* _Task statement_
Without omitting anything, retype the data that follows.
═════ Material supplied ═════
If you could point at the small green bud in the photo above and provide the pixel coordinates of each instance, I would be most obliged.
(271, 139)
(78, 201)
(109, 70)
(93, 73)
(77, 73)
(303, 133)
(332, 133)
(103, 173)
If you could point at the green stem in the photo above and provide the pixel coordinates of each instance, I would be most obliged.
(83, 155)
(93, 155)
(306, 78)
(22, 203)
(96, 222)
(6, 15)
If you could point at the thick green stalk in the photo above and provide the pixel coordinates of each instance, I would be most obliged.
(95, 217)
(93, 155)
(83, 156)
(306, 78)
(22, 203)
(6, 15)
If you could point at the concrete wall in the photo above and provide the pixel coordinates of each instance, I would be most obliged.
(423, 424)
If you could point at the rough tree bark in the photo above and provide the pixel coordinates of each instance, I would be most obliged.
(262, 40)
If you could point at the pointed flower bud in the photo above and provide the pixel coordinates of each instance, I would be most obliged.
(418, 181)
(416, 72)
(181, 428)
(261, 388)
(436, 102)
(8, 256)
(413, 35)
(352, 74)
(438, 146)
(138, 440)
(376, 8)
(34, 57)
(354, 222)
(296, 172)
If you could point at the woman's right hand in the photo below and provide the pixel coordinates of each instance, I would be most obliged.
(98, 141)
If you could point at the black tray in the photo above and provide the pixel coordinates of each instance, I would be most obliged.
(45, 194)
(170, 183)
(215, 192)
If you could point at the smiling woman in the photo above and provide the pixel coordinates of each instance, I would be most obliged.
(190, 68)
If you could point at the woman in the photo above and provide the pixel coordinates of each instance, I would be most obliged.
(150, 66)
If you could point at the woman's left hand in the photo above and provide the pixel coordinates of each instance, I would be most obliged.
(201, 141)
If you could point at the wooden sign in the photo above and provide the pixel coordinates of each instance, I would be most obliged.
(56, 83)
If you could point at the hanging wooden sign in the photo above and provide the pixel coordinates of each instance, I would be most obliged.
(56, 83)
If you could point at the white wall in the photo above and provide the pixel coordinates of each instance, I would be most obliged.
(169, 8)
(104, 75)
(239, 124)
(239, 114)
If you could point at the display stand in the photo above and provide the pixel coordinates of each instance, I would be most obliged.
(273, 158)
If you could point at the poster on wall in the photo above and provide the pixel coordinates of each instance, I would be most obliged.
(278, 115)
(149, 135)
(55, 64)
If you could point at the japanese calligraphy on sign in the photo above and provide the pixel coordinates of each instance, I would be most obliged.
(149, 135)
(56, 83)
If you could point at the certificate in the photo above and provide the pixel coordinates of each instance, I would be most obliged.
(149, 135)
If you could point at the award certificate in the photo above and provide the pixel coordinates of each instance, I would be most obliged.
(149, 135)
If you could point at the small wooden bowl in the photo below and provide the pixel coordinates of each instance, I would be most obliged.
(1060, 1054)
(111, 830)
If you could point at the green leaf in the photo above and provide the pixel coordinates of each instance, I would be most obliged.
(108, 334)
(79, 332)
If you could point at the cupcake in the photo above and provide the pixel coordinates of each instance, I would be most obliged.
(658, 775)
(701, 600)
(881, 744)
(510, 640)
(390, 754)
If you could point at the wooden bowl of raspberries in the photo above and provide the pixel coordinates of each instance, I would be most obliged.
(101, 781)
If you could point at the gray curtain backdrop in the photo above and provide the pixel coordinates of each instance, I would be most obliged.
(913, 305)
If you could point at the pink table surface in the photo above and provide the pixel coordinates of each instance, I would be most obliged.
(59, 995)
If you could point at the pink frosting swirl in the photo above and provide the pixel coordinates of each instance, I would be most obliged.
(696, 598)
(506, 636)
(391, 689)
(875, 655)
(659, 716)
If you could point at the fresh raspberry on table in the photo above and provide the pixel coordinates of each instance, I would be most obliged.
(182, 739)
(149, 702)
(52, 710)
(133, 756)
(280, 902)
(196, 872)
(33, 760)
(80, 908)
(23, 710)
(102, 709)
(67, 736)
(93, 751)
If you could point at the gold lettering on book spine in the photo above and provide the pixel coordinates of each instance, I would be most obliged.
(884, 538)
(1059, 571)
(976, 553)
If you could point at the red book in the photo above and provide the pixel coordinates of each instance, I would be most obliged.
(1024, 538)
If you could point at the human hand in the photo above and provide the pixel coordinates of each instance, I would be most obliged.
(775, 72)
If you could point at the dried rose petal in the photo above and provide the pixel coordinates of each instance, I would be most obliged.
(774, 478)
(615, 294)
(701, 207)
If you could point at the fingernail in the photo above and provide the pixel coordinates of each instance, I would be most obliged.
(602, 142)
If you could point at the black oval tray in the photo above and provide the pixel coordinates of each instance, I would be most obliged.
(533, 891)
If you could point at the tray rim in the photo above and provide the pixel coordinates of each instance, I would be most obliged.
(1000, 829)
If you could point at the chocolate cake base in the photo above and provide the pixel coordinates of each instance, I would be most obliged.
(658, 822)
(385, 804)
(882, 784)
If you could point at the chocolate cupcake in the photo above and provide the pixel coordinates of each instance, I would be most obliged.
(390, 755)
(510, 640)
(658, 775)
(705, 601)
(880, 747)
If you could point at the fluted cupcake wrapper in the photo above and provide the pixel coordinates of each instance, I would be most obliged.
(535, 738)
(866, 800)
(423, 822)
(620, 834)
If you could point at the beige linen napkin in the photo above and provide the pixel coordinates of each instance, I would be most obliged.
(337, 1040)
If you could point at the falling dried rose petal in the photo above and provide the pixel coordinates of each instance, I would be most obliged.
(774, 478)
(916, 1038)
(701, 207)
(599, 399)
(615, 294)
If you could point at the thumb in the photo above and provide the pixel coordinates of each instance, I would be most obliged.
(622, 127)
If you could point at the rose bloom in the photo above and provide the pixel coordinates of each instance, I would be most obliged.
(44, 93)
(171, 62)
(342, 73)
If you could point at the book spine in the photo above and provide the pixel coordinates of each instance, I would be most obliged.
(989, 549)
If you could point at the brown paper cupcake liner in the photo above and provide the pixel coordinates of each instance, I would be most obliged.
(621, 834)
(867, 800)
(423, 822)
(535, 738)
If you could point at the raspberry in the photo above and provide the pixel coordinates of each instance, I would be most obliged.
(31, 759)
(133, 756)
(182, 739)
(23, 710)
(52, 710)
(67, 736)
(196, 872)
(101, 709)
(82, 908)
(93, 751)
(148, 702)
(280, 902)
═════
* _The answer_
If you could point at the small green bud in the photo above and provide the pixel coordinates of each instance, I would be most obliged.
(271, 139)
(78, 201)
(109, 70)
(93, 73)
(77, 73)
(303, 133)
(332, 133)
(103, 173)
If you could point at the green stem in the photo above and provide the pixel coordinates of each instance, I would be most obliged.
(83, 155)
(93, 155)
(306, 78)
(22, 203)
(96, 222)
(6, 15)
If you could point at the thick green stalk in the photo above and provide the pixel coordinates of each instance, I would be most obliged.
(95, 217)
(93, 155)
(83, 156)
(306, 78)
(22, 203)
(6, 15)
If you could point at the concrete wall in the photo above and provide the pixel coordinates of each instance, I would be most obliged.
(423, 424)
If you could point at the rough tree bark in the photo above and provide the pixel coordinates of each instance, I would be most obliged.
(262, 40)
If you could point at the pointed flower bud in the photo above and provide the pixel coordinates of each instance, I would be most obliged.
(418, 181)
(416, 72)
(181, 428)
(261, 388)
(436, 102)
(8, 256)
(413, 35)
(352, 74)
(438, 146)
(138, 440)
(376, 8)
(34, 57)
(354, 222)
(296, 172)
If you could point at the woman's right hand in the photo below and provide the pixel coordinates of each instance, I would be most obliged.
(98, 141)
If you could point at the black tray in the photo above and provide the pixel coordinates of each instance, I would be most obliged.
(45, 194)
(170, 183)
(215, 192)
If you could point at the smiling woman in the photo above and provide the pixel coordinates of each instance, I would be most obliged.
(190, 68)
If you could point at the woman in the photo above and provide the pixel coordinates of each instance, I would be most obliged.
(150, 66)
If you could point at the woman's left hand in the photo above and provide the pixel coordinates of each instance, I would be most obliged.
(201, 141)
If you could point at the wooden sign in the photo above and provide the pixel coordinates of each instance, I would be most obliged.
(56, 83)
If you could point at the hanging wooden sign in the photo above and provide the pixel coordinates of each instance, I would be most obliged.
(56, 83)
If you could point at the white wall in the photo above and provide the pixel coordinates of each instance, I would be most obliged.
(169, 8)
(104, 75)
(239, 124)
(239, 114)
If you could point at the display stand in the photo above and provide the pixel coordinates of each instance, I would be most obliged.
(273, 158)
If you could point at the poster on wall in the photo above and provide the pixel coordinates of each instance, I would be most obliged.
(278, 115)
(149, 135)
(55, 64)
If you could point at the japanese calligraphy on sign in the photo above and provide the pixel coordinates of each instance, I would be most obliged.
(149, 135)
(56, 83)
If you could point at the certificate in the photo above and provide the pixel coordinates of each instance, I would be most obliged.
(149, 135)
If you could point at the award certificate in the photo above and provide the pixel coordinates of each instance, I would be most obliged.
(149, 135)
If you could point at the small wooden bowl in the photo below and provide the pixel coordinates of each instance, I would be most obliged.
(1060, 1054)
(111, 830)
If you could point at the green leaf in the photo above and provide the pixel coordinates of each instance, I would be most obliged.
(108, 334)
(79, 332)
If you could point at the cupcake in the photo above and provide the pixel coordinates of each instance, I would be most obliged.
(658, 775)
(701, 600)
(881, 744)
(510, 640)
(390, 754)
If you could point at the wooden bowl of raspberries in the photo above and provide the pixel coordinates of each instance, I would be most obliged.
(101, 781)
If you could point at the gray curtain backdrop in the photo above and provide the pixel coordinates of each instance, I would be most obliged.
(913, 305)
If you could point at the pink table surface in the photo above and provide the pixel coordinates of each instance, I would be most obliged.
(59, 995)
If you could point at the pink frosting swirl in the photo above and provide the pixel coordinates of each instance, I would be most obliged.
(696, 598)
(506, 636)
(391, 689)
(875, 655)
(659, 716)
If you could point at the fresh raspberry on table in the photo above and provide the pixel coordinates of each instance, I would be most obliged.
(182, 739)
(149, 702)
(52, 710)
(133, 756)
(280, 902)
(196, 872)
(33, 760)
(80, 908)
(23, 710)
(102, 709)
(67, 736)
(93, 751)
If you could point at the gold lettering on book spine in the photo above and provide the pixel coordinates of each instance, I would be most obliged.
(884, 538)
(1059, 571)
(976, 553)
If you could point at the red book in the photo above and provide the pixel coordinates of each instance, I would be most obliged.
(1024, 538)
If you could point at the human hand in the photo above and provide the pixel coordinates of each instance, I would be most obliged.
(775, 72)
If you could point at the dried rose petal in the photo above and provide the pixel coordinates of each instance, I would be most obliged.
(774, 478)
(615, 294)
(701, 207)
If you could point at the fingernail in the photo above and provide the pixel coordinates of each instance, I would be most obliged.
(602, 142)
If you could point at the black oval tray in the photo above and provide the pixel coordinates of each instance, I would be most obliged.
(533, 891)
If you could point at the tray rim in the photo above and provide the pixel coordinates of each instance, I would be most obliged.
(1000, 829)
If you could point at the chocolate cake base in the photo above and provide the pixel coordinates of each instance, I would be most obliged.
(658, 822)
(385, 804)
(882, 784)
If you could point at the chocolate cupcake in the photo above and provide the pixel coordinates of each instance, I would be most obliged.
(390, 755)
(510, 640)
(658, 775)
(705, 601)
(880, 747)
If you could point at the fluted cupcake wrapper in the photo above and provide the pixel coordinates of each instance, I would be most obliged.
(535, 738)
(866, 800)
(423, 822)
(620, 834)
If you could point at the beige linen napkin in the photo above and provide the pixel coordinates of each instance, I would be most obliged.
(337, 1040)
If you could point at the falling dried rose petal in the photo above and provide the pixel coordinates of each instance, I would be most obliged.
(774, 478)
(916, 1038)
(701, 207)
(599, 399)
(615, 294)
If you could point at the thumb in the photo above and provide the pixel coordinates of each instance, I would be most obliged.
(622, 127)
If you could point at the rose bloom in the photo above and provide the pixel coordinates of each instance, I would be most obliged.
(44, 93)
(171, 62)
(342, 73)
If you could point at the book spine in the photo above and provide the pixel coordinates of each instance, I would be most obliged.
(989, 549)
If you could point at the brown paper cupcake liner in the photo above and provide the pixel coordinates of each instance, I would be most obliged.
(621, 834)
(867, 800)
(423, 822)
(535, 738)
If you could point at the raspberry in the photo above and provide the pixel coordinates of each instance, I would be most obliged.
(31, 759)
(133, 756)
(182, 739)
(23, 710)
(52, 710)
(67, 736)
(196, 872)
(101, 709)
(82, 908)
(93, 751)
(148, 702)
(280, 902)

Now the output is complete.